▶ **INPUT DATA**

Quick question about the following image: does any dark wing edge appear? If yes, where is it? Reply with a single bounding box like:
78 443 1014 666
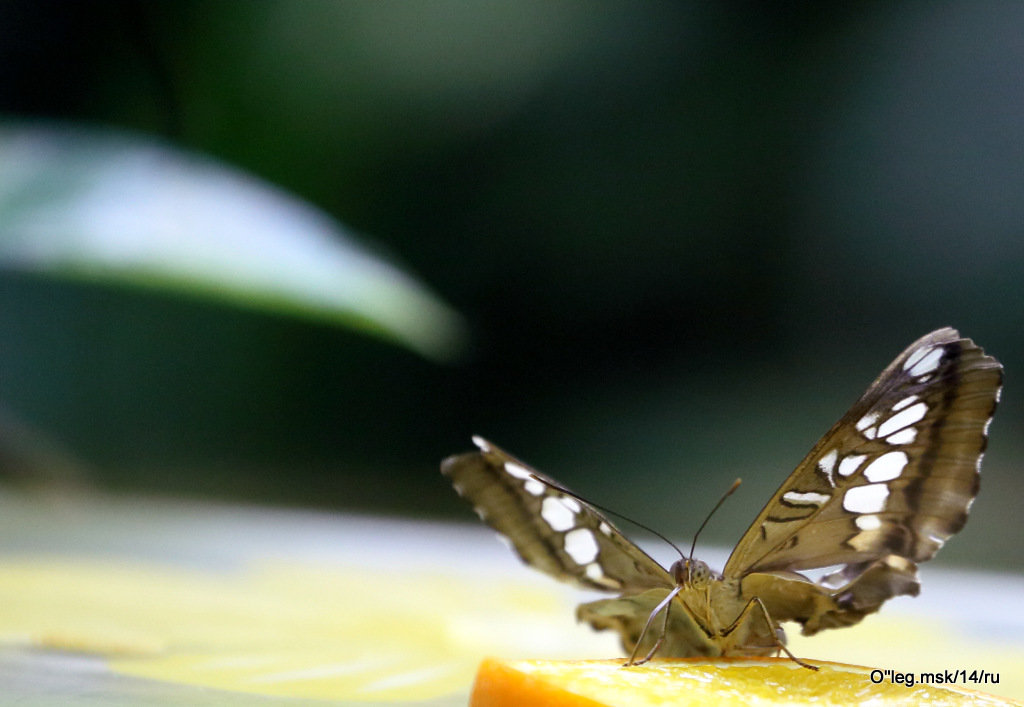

...

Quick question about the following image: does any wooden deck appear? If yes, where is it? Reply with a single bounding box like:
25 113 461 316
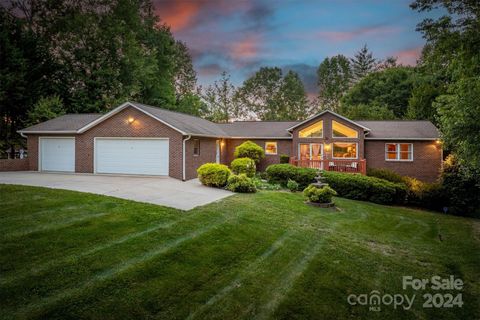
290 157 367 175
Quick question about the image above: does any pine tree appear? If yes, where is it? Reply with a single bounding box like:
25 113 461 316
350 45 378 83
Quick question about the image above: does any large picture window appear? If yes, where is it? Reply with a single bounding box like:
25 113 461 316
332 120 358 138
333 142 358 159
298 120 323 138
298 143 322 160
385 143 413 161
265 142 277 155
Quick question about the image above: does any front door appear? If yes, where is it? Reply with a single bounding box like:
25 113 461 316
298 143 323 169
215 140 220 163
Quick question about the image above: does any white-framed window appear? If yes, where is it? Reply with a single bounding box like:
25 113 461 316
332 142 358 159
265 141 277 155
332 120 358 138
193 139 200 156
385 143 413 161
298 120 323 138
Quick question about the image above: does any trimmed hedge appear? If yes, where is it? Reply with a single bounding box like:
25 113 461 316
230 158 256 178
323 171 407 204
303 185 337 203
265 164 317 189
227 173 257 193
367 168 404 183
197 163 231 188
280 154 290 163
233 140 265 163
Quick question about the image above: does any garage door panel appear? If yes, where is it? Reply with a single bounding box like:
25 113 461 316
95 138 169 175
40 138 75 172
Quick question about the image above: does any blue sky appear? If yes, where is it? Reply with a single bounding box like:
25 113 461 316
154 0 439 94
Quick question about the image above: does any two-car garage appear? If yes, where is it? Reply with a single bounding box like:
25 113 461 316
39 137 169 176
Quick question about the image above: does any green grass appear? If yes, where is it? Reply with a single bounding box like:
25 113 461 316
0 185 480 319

* * *

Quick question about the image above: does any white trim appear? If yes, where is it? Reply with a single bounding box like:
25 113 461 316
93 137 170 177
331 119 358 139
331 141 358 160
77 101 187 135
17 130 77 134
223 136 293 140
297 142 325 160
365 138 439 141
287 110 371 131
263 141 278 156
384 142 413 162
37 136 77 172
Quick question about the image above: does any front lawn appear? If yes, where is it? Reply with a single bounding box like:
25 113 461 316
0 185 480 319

▶ **TO DO**
Return each line in the records above that contains the string "garage".

▶ **COMPLETE RESPONSE**
Quick question about the image above: does any garage door panel appear? If yes, where is it? Reply with a single bounding box like:
Quick question about the image above: does any two-car garage appear? If yes, where is it? Reply with a single bounding box like:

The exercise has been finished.